**Die Aufgaben**
1. Gib aus dem Text über fremde Blicke den Abschnitt wieder, der mit den Worten „Hatten Sie schon“ beginnt und mit „sonderbaren Erfahrungen berichten.“ endet. Tausche darin „Rücken“ gegen „Kopf“ aus.
2. Übersetze den folgenden Satz aus dem Text über fremde Blicke ins Englische: „Niemand konnte mit überzufällig hoher Wahrscheinlichkeit die Anwesenheit der zweiten Person erspüren.“
3. In welchem Jahr führte Edward Titchener laut dem Text über fremde Blicke sein Experiment durch?

----- Auszug

Gute Frage: Können wir fremde Blicke spüren?
Hatten Sie schon mal das Gefühl, jemand würde Sie hinter Ihrem Rücken beobachten? Und als Sie sich dann umdrehten, stellten Sie da vielleicht verblüfft fest, dass tatsächlich eine fremde Person Sie anstarrte? Glückwunsch, dann gehören Sie zu den vielen Menschen, die über genau solche sonderbaren Erfahrungen berichten.
Es gibt dafür sogar einen Fachausdruck: SBO oder »sense of being observed« (zu Deutsch: das Gefühl, beobachtet zu werden). Bereits 1898 führte der britische Psychologe Edward Titchener ein Experiment durch, mit dem er dieses Phänomen ein für alle Mal als Aberglauben entlarven wollte. Er führte Probanden in einen Raum und stellte mal eine weitere Person einige Meter entfernt hinter sie – und mal nicht. Niemand konnte mit überzufällig hoher Wahrscheinlichkeit die Anwesenheit der zweiten Person erspüren. Ist die Überzeugung, man könne fremde Blicke fühlen, also ein Hirngespinst, ein Produkt des Zufalls?

----------
----- Angezeigte Einträge

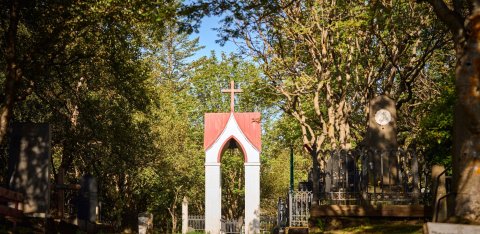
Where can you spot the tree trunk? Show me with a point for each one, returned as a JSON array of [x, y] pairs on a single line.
[[466, 160], [315, 176], [14, 73]]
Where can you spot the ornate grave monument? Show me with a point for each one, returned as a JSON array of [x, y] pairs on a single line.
[[29, 160], [382, 137], [221, 131]]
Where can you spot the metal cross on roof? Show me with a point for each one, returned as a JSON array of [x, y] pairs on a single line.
[[232, 92]]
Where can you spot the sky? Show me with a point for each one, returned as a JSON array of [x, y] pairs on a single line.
[[208, 36]]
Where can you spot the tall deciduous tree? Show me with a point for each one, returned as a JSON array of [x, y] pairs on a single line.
[[324, 60], [463, 20]]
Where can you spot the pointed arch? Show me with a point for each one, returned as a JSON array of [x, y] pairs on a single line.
[[223, 148]]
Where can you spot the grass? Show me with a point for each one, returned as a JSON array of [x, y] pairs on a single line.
[[380, 228], [349, 225]]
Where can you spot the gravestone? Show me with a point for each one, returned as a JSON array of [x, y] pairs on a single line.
[[29, 158], [145, 223], [88, 199], [382, 137], [87, 202]]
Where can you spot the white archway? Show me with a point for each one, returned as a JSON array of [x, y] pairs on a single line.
[[220, 128]]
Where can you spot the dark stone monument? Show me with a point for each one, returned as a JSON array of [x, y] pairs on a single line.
[[87, 202], [88, 199], [382, 137], [29, 158]]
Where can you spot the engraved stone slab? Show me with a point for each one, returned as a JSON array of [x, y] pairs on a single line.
[[29, 157], [382, 137]]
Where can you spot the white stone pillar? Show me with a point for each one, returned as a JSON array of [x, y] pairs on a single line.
[[213, 198], [252, 198], [184, 215]]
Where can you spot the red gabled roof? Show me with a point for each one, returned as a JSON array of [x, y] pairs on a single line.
[[249, 123], [214, 125]]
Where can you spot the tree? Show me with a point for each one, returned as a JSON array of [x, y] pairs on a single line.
[[321, 74], [463, 21]]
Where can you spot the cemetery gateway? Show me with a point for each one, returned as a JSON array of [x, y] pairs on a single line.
[[223, 130]]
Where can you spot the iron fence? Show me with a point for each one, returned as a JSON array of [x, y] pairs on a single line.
[[374, 177], [196, 223]]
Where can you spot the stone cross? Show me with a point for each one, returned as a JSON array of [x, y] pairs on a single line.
[[232, 92]]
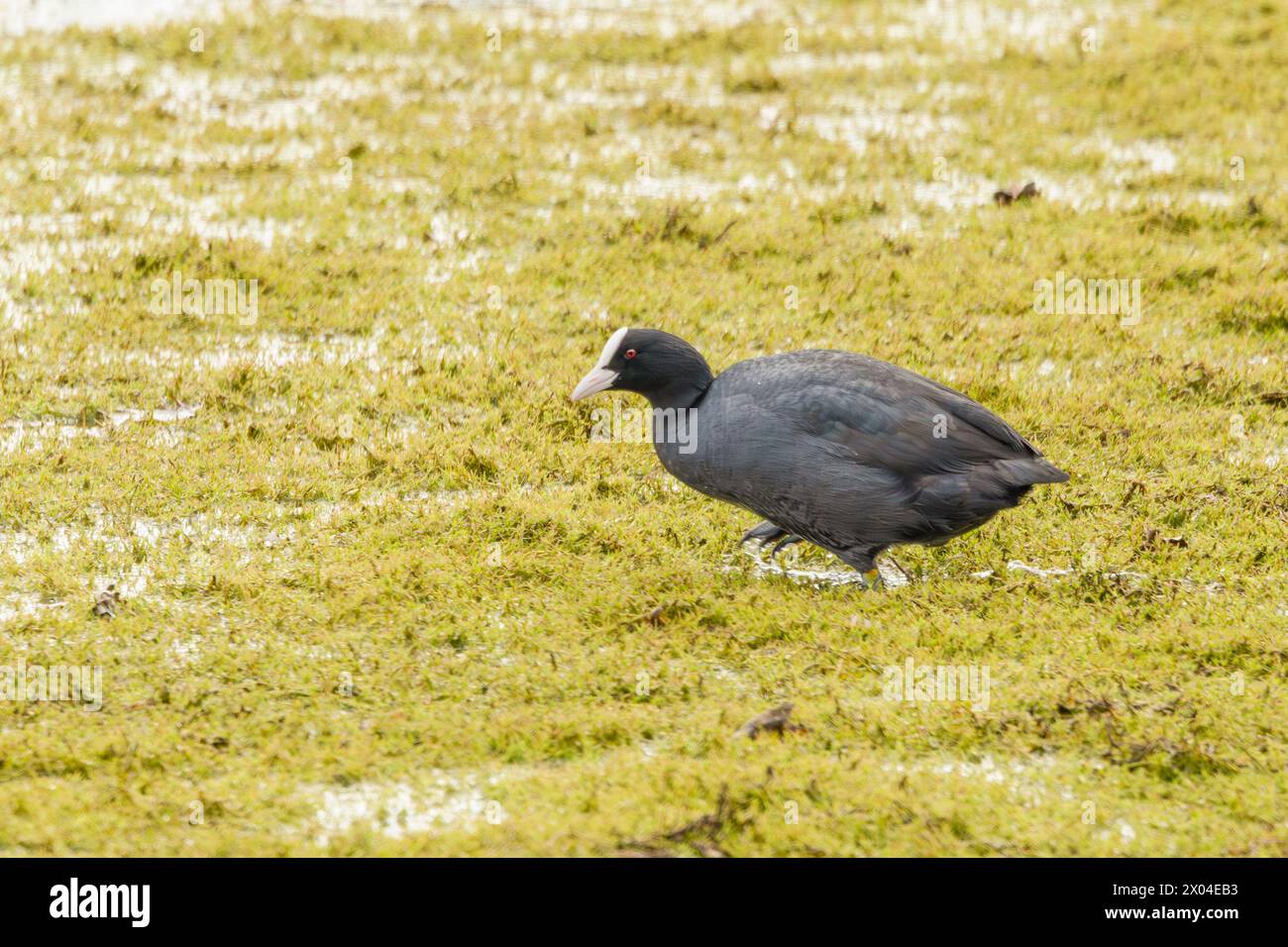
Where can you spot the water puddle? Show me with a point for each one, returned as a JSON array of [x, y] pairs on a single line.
[[395, 810], [816, 578]]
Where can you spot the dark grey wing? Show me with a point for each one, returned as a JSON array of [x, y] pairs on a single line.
[[884, 416]]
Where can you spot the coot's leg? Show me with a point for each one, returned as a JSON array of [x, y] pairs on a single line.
[[763, 534], [863, 561]]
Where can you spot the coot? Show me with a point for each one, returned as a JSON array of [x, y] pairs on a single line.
[[846, 451]]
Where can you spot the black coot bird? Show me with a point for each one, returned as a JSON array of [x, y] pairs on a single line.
[[849, 453]]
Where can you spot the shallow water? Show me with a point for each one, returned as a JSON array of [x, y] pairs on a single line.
[[394, 810]]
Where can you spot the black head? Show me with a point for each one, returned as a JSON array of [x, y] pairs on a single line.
[[664, 368]]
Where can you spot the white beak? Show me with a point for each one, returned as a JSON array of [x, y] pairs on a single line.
[[600, 377], [596, 380]]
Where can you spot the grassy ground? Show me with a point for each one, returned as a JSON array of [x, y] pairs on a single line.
[[384, 595]]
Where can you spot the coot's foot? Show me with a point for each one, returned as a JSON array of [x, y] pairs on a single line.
[[763, 534]]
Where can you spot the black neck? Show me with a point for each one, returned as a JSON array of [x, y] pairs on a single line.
[[686, 393]]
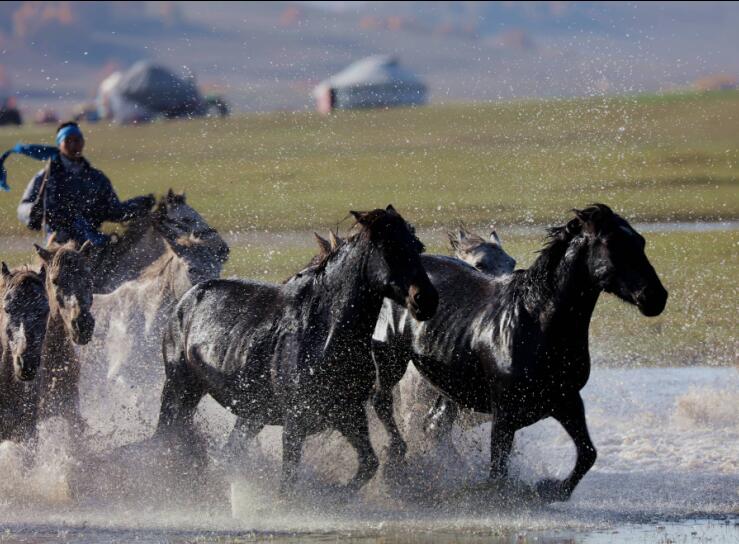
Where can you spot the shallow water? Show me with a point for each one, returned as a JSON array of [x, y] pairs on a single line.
[[668, 467]]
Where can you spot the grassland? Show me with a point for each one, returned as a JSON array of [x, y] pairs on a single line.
[[651, 158], [526, 162]]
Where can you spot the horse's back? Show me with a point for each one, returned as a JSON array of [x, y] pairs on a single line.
[[223, 322]]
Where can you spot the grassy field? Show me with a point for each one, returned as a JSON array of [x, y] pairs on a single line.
[[651, 158]]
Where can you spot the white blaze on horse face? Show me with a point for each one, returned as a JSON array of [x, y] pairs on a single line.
[[19, 342], [72, 306]]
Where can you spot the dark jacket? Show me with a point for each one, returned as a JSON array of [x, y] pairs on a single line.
[[74, 205]]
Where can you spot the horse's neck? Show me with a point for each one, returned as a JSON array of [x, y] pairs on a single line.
[[57, 346], [565, 294], [175, 277], [347, 287], [141, 254]]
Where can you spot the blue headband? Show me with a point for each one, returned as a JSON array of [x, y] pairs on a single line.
[[69, 130]]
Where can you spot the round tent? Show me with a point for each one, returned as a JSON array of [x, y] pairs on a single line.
[[148, 90], [373, 82]]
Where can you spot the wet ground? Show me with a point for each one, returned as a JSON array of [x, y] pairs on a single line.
[[667, 471]]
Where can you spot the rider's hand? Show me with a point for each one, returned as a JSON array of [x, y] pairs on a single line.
[[148, 201]]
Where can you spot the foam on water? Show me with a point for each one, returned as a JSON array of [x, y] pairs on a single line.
[[667, 442]]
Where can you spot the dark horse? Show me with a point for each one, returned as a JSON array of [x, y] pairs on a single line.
[[517, 347], [296, 354], [23, 316], [145, 239]]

----------

**Lösungen**
1.
Hatten Sie schon mal das Gefühl, jemand würde Sie hinter Ihrem Kopf beobachten? Und als Sie sich dann umdrehten, stellten Sie da vielleicht verblüfft fest, dass tatsächlich eine fremde Person Sie anstarrte? Glückwunsch, dann gehören Sie zu den vielen Menschen, die über genau solche sonderbaren Erfahrungen berichten.

2. No one was able to sense the presence of the second person with a probability higher than chance.

3. 1898